[Work required]:
Extract the lines from the one containing "like x=257, y=50." up to and including the one containing "Target: tattoo on arm", reproducing them exactly.

---------- Material for this task ----------

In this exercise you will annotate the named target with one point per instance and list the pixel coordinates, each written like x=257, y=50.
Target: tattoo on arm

----------
---------- Material for this task ----------

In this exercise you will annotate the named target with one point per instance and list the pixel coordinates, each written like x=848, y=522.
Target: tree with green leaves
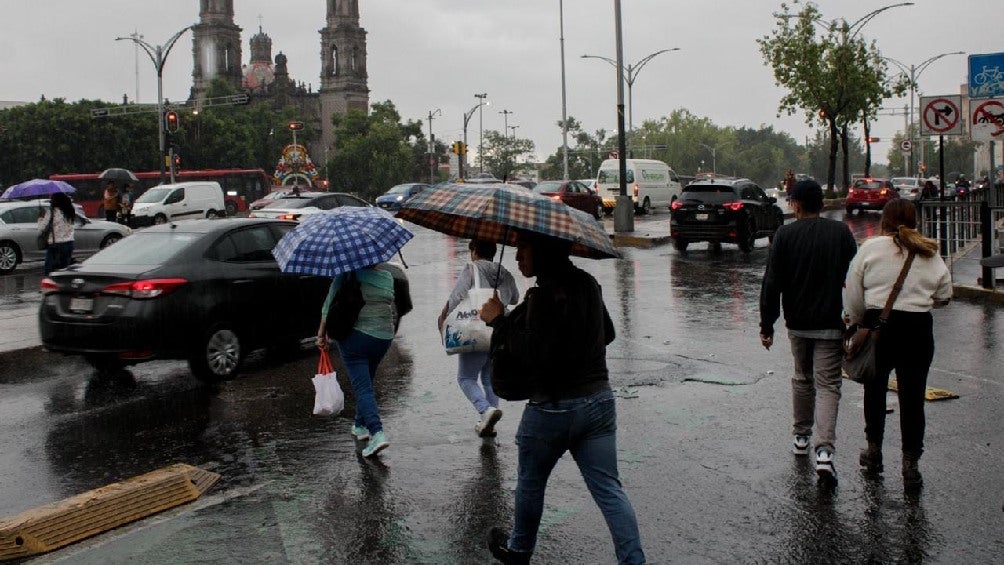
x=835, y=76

----------

[Answer]:
In this exercise you will annotate the named target with one point per instance and list the pixel coordinates, each written like x=257, y=50.
Target: tattoo on arm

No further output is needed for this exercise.